Task:
Extract every line of the data below that contains the word "dress", copying each line in full. Case counts.

>> Start Information given

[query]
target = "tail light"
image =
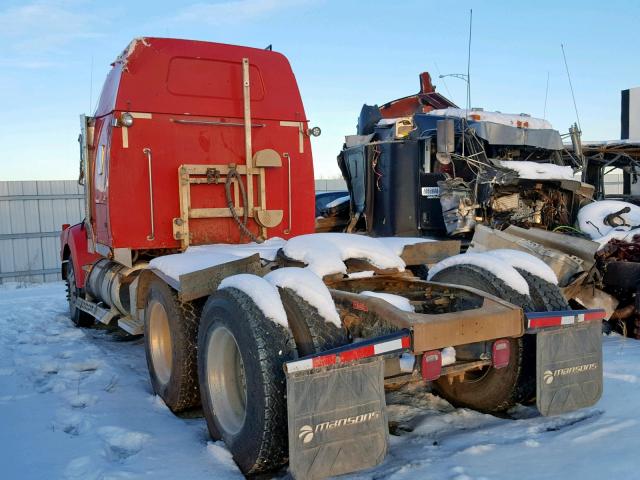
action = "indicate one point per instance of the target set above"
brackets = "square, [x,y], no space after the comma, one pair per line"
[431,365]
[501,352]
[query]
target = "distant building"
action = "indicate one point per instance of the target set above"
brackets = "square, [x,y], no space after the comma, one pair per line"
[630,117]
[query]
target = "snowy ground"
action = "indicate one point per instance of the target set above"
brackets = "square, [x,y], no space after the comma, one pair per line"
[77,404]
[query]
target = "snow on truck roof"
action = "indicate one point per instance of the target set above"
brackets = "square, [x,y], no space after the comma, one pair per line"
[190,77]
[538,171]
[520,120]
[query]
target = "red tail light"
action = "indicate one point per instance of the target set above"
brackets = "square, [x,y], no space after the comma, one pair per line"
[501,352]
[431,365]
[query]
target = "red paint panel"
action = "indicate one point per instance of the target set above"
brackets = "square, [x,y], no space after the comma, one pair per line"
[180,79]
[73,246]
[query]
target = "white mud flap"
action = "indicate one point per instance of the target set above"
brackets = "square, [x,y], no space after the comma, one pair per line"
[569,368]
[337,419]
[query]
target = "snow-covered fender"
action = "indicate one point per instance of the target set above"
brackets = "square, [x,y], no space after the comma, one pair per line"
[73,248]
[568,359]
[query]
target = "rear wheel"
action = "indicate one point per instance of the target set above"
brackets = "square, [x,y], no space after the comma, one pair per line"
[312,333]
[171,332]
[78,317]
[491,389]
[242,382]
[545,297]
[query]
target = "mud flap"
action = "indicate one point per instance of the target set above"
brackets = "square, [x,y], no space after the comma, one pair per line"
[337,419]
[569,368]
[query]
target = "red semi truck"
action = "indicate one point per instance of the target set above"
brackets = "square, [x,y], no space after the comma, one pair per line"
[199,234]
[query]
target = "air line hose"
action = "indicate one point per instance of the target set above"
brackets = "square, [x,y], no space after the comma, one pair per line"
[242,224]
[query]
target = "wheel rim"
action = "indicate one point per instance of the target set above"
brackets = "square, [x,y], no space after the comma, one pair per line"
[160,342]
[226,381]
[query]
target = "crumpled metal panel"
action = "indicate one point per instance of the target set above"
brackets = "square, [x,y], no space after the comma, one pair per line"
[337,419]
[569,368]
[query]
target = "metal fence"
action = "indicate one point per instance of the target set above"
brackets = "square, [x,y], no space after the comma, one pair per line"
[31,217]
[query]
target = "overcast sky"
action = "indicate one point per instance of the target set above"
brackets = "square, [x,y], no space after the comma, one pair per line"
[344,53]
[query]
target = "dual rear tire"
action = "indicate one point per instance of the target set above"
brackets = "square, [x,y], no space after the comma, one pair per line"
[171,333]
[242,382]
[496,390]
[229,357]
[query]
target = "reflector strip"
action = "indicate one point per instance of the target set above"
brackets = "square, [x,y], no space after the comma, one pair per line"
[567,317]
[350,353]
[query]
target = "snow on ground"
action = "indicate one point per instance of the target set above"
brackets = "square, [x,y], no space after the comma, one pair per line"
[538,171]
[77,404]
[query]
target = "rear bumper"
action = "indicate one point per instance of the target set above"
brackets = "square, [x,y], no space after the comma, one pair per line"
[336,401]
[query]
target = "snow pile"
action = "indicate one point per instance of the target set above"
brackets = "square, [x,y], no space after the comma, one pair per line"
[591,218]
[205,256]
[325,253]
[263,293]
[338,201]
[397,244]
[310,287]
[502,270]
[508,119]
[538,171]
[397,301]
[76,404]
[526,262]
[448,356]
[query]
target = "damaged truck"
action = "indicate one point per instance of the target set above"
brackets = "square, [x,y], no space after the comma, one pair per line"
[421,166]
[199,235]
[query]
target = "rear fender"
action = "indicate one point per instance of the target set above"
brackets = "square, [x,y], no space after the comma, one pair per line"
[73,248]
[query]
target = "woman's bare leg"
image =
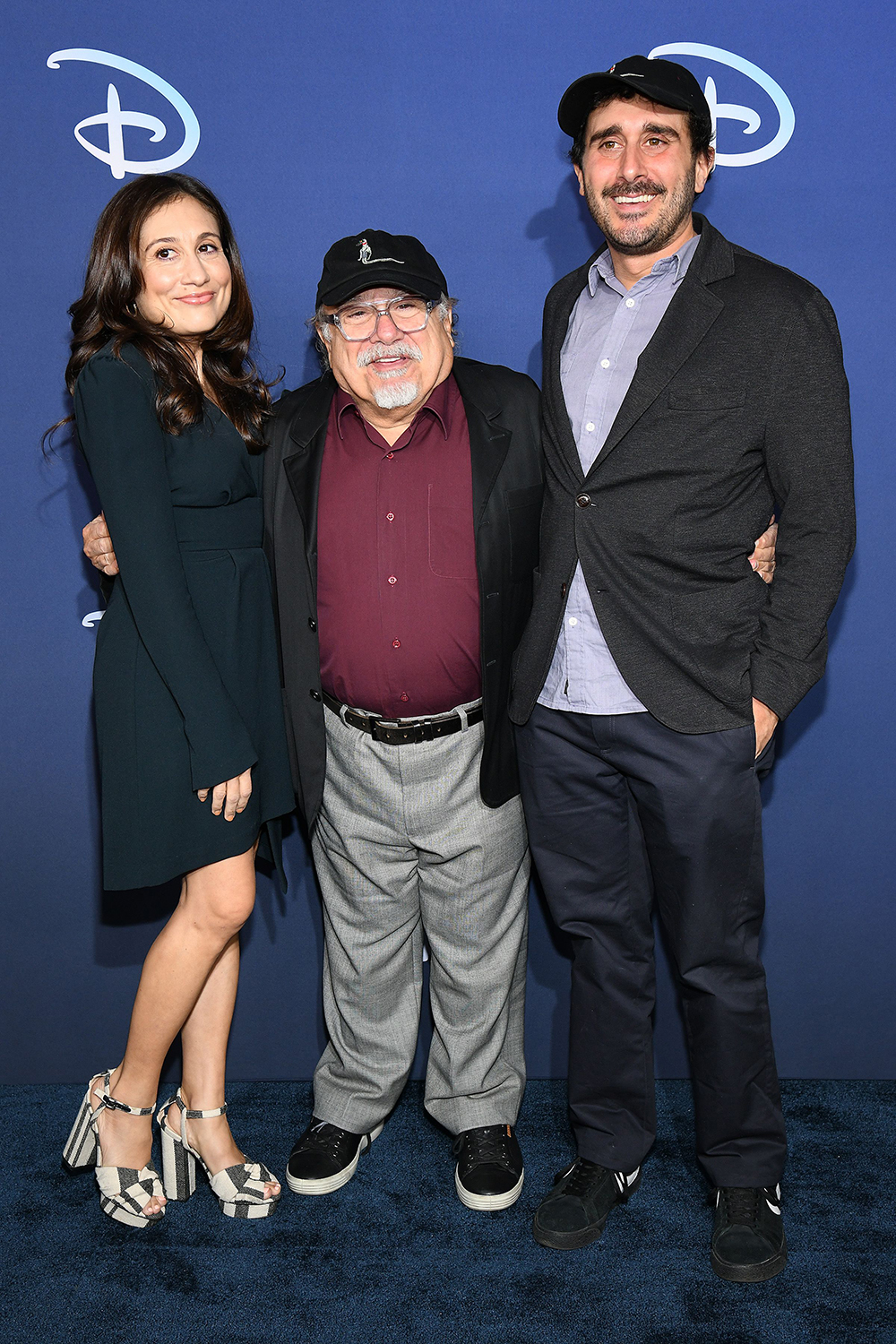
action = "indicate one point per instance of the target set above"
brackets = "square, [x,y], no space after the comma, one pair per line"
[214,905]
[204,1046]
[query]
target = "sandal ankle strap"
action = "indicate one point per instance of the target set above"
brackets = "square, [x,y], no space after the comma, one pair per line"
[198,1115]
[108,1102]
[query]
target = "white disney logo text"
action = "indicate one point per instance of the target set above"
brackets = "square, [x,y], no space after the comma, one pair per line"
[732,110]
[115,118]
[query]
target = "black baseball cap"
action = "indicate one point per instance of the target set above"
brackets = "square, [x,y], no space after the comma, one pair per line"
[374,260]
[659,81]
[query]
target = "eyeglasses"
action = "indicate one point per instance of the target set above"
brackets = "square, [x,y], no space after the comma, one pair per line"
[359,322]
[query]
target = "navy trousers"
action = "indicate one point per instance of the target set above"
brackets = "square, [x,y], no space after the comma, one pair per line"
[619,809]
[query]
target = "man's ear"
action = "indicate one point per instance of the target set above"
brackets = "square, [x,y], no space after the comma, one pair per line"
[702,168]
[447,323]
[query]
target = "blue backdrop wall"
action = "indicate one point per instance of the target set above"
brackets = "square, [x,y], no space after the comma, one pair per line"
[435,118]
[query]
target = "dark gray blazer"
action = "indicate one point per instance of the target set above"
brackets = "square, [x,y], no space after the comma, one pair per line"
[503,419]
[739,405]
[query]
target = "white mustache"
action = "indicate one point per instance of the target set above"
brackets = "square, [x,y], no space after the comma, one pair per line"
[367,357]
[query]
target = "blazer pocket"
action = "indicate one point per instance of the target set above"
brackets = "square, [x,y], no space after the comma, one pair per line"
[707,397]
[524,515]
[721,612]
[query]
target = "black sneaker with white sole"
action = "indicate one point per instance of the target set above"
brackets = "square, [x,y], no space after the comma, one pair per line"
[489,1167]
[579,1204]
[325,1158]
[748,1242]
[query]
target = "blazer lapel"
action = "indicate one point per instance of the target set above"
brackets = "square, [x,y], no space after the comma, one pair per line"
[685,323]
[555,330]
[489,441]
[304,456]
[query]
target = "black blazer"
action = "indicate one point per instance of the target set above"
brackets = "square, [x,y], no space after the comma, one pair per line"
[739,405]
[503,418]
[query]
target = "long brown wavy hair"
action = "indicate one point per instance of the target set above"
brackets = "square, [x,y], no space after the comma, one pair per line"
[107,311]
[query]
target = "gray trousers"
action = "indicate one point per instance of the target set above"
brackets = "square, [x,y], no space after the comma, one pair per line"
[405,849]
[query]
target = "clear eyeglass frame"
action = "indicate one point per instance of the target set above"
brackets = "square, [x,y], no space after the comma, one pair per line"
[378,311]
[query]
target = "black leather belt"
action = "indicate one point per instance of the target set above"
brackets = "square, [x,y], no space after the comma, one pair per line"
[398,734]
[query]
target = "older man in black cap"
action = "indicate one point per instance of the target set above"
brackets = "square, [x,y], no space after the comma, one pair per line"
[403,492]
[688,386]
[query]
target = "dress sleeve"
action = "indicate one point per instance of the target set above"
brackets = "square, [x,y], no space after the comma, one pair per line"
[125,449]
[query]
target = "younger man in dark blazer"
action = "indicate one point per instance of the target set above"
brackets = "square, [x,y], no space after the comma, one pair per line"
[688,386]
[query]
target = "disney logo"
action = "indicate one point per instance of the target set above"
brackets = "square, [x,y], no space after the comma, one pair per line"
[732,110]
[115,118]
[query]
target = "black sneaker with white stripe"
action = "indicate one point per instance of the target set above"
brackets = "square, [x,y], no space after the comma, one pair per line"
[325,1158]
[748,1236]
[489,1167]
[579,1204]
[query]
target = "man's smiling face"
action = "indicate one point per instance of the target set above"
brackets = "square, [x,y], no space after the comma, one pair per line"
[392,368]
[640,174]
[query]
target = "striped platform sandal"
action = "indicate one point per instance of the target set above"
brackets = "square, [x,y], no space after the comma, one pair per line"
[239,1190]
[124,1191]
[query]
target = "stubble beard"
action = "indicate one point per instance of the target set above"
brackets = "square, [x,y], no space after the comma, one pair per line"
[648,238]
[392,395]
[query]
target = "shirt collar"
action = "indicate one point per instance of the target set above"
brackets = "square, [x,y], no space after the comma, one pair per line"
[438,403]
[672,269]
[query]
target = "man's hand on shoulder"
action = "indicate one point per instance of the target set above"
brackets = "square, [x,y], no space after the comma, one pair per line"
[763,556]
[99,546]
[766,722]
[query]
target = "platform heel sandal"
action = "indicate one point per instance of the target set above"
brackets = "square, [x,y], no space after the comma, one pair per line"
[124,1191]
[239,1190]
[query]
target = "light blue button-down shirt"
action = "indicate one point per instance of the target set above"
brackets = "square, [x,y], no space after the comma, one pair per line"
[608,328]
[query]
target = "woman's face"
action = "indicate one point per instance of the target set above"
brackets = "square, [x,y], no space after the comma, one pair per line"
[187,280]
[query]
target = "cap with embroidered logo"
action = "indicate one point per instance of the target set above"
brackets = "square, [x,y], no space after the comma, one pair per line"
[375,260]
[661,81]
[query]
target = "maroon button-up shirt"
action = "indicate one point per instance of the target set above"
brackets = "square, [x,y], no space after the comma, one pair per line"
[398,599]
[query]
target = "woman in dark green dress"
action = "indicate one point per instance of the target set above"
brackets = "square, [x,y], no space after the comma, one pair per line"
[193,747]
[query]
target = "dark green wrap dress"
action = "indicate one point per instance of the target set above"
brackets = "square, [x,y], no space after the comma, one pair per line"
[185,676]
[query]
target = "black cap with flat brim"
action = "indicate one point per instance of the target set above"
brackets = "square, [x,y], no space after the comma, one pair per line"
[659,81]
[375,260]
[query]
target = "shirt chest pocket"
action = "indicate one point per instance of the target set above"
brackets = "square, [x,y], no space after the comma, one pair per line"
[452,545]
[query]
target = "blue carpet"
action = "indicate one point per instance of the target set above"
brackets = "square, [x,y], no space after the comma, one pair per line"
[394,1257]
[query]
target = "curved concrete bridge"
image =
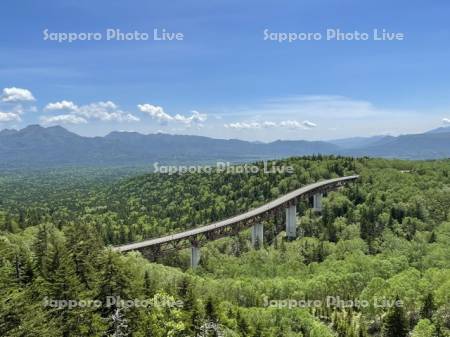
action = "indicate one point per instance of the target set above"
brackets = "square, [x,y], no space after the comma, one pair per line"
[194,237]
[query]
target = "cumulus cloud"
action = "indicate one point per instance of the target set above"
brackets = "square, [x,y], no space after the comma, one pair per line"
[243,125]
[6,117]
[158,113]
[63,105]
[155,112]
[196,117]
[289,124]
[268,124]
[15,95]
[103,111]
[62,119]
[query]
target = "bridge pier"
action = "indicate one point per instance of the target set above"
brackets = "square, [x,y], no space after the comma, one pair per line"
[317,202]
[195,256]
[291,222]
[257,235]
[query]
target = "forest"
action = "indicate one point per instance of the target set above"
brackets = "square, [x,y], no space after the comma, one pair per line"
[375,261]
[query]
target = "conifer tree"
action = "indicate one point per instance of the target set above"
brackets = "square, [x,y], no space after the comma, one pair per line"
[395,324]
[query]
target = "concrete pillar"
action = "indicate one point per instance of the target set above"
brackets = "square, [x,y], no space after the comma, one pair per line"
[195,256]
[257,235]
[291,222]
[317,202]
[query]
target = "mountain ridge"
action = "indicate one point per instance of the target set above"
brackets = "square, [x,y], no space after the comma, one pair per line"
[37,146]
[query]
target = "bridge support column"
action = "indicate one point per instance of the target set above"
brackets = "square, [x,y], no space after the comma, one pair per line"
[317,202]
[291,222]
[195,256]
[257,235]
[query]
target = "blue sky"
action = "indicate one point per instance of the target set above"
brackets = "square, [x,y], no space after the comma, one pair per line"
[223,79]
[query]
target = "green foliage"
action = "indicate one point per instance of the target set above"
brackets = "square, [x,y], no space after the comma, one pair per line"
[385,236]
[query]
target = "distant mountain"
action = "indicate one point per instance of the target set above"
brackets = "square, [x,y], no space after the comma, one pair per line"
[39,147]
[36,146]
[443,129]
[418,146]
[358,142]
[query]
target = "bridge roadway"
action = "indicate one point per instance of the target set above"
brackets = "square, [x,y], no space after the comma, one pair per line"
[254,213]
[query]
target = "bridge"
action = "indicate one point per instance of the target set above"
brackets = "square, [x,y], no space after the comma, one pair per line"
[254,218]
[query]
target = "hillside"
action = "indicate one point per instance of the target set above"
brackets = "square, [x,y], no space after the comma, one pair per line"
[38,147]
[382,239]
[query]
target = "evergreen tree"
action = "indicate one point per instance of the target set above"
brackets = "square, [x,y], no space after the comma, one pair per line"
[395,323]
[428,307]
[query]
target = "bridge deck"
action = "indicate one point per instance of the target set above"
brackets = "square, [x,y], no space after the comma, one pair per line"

>> End Information given

Complete answer:
target = "dress sleeve"
target = "woman in dark green dress"
target = "dark green wrap dress"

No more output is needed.